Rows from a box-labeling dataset
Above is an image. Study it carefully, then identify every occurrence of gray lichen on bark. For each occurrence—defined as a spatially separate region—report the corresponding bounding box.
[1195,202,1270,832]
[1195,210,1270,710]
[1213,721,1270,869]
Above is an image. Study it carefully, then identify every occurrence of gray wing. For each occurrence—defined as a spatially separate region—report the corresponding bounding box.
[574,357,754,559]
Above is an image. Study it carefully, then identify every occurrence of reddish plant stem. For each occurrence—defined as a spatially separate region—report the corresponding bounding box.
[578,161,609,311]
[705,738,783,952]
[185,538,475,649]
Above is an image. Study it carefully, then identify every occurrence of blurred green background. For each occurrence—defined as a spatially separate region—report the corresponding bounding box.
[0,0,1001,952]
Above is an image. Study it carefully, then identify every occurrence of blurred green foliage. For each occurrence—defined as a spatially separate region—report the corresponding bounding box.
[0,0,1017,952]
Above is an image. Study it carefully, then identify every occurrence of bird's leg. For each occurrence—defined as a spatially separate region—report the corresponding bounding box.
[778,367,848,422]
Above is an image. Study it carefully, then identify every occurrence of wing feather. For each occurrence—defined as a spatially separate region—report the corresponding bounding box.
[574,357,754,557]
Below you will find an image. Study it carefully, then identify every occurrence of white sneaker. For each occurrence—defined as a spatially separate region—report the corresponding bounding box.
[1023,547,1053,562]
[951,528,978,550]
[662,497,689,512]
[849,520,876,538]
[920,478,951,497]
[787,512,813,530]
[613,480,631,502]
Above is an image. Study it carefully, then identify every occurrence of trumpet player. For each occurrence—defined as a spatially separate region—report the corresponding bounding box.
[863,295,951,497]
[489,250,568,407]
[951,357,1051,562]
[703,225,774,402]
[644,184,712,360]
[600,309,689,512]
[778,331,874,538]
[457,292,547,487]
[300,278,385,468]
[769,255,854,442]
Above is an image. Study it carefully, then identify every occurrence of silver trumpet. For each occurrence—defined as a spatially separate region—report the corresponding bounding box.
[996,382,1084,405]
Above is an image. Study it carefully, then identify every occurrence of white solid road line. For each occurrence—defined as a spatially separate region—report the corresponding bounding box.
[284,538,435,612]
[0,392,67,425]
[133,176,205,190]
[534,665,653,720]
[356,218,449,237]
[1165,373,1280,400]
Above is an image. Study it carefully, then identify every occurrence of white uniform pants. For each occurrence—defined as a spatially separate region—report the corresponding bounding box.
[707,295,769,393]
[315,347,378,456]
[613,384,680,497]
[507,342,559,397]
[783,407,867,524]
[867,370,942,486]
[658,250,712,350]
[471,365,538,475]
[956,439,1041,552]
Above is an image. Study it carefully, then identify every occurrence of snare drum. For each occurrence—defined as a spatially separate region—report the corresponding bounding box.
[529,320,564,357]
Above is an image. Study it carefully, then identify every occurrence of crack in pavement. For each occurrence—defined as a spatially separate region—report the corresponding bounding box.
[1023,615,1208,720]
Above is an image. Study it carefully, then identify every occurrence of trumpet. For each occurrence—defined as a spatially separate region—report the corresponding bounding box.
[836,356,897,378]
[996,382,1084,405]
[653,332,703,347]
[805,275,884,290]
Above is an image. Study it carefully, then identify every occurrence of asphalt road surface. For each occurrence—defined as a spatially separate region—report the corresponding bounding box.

● **Brief**
Present all of the records above as a numbered list, skipping any blank lines.

● **Response**
1. Above is an image. Study it carefully, then identify every occurrence of gray lichen on bark. For each occurrence—defined as a spatially separate region—report the corresponding bounding box.
2. [1195,202,1270,832]
3. [1195,210,1270,710]
4. [1213,721,1270,869]
5. Above is an image. Study it carefully, then identify every occurrence of gray wing. For each occurrence—defined as a spatially separate region—report the corresponding bounding box.
6. [574,357,754,559]
7. Above is an image. Study it carefully, then identify every occurrence of reddish plant stem. For each occurrence—defined as a spatially separate region—report the corresponding bounding box.
8. [578,161,609,311]
9. [705,738,783,952]
10. [185,538,475,649]
11. Above is an image. Study it carefully, then identify every occurrence of blurred green background. For each occurrence—defined as a spatially separate region—report the corresponding bounding box.
12. [0,0,1001,952]
13. Above is an image. Study it carefully, then identify every occurrence of blurred green foliage. For each occurrence—defined as a spatially separate region—report the corresponding bounding box.
14. [0,0,1017,952]
15. Above is an image. Study it carefully, then identify every occurrence of bird's leg. For each occurrence—defined as a spatially separate region—report the corresponding bounding box.
16. [778,367,848,422]
17. Above is an image. Study it carefully, then identify every occurrence of wing feather. For each occurrence—defined as a spatially separate region—report the corresponding bounding box.
18. [574,357,754,557]
19. Below you will find an image. Study it carefully, then identify every occurrence of white sneaker. For each occurrence—defined as a spatially separate region—report the corresponding bounding box.
20. [1023,547,1053,562]
21. [951,528,978,550]
22. [662,497,689,512]
23. [849,520,876,538]
24. [920,478,951,497]
25. [787,512,813,530]
26. [613,480,631,502]
27. Above is an image. Study it carefully, then identify every occurrence of trumpet player. For each occurrence—defined as a spatially separate region—report the corresponding bounding box.
28. [863,295,951,497]
29. [489,250,568,407]
30. [951,357,1051,562]
31. [703,225,774,402]
32. [644,184,712,360]
33. [600,309,689,512]
34. [778,331,874,538]
35. [457,292,547,487]
36. [300,278,385,468]
37. [769,255,854,442]
38. Above is an image. Study it carefully, then identify every occurrence of silver trumpet. For each occurrence—defined as a spatially separate region—report the corresponding bounding box.
39. [996,382,1084,405]
40. Above is an image. Study it carefully, then identify every occurrence of white solid road line. For each occurrence—defined as a spatially separate region—report the corresponding bounding box.
41. [284,538,435,612]
42. [0,392,67,425]
43. [133,176,205,190]
44. [534,665,653,720]
45. [356,218,449,237]
46. [1165,373,1280,400]
47. Above is an image. Study it carefully, then identify every occurrence of white uniform pants. For each occurrence—defined as a spatially separate region—report the corresponding bounding box.
48. [707,295,769,393]
49. [315,347,378,456]
50. [613,384,680,497]
51. [507,342,559,397]
52. [783,407,867,524]
53. [867,370,942,486]
54. [658,250,712,350]
55. [471,365,538,475]
56. [956,439,1041,552]
57. Above is an image. Study it carefully, then identify every occurrence of snare drum. For each occurrence—defined as a spatially separate region—report the corresponding bounding box.
58. [529,320,564,357]
59. Above is an image. Study it carefully, then identify every occurrence of crack in pavement. For each occurrence—defined as a spatially separate region—report the corresponding bounding box.
60. [1023,615,1208,720]
61. Above is an image. Study it carefully, then identify every occurrence of trumpet. For each occurrence—defined as a spatially separate region—report the corresponding bounding box.
62. [836,356,897,378]
63. [996,382,1084,405]
64. [653,332,703,347]
65. [805,275,884,290]
66. Above is an image. Study it carefully, then identify every occurrence of asphalt road surface. For each occurrence—defined as a spatially separate region—report the corresponding bounding box.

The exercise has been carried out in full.